**What is needed**
Reproduce the lines starting at the one containing "pixel 202 384." and ending at the one containing "pixel 432 300", swapping "rigging line" for "stay cable" and leaving everything else unchanged.

**Input for this task**
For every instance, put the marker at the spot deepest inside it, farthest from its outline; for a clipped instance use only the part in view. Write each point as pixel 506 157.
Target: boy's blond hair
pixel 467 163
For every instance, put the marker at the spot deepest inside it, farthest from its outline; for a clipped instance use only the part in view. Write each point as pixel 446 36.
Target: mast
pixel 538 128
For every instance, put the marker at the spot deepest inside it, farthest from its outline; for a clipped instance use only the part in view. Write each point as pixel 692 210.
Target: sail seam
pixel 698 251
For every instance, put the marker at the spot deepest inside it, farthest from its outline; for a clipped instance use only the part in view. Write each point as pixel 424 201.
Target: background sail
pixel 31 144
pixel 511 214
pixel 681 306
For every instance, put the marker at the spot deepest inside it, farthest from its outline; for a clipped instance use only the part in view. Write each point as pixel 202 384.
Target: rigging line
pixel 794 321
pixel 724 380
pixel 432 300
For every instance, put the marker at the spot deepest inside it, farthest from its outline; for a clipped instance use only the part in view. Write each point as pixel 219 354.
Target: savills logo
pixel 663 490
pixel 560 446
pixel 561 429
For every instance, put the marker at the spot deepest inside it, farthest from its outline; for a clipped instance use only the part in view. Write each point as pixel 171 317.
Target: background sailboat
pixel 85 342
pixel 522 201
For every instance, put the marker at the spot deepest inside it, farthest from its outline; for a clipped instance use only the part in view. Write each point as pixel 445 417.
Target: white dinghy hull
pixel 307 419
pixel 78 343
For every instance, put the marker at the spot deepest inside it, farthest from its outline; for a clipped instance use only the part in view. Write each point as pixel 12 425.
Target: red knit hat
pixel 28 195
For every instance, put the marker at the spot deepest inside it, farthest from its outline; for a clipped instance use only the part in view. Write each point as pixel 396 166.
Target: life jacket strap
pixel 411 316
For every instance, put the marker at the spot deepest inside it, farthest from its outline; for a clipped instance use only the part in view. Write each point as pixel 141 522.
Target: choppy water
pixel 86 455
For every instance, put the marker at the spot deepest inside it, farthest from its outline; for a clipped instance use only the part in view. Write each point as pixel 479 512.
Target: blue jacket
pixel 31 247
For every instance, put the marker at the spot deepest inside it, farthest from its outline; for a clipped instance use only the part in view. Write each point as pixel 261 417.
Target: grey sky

**Reply to the exercise**
For every instance, put the marker at the spot deepest inside it, farthest from its outline; for a clipped instance use only the part in view. Write each point as pixel 202 384.
Target: stay cable
pixel 794 321
pixel 724 380
pixel 432 300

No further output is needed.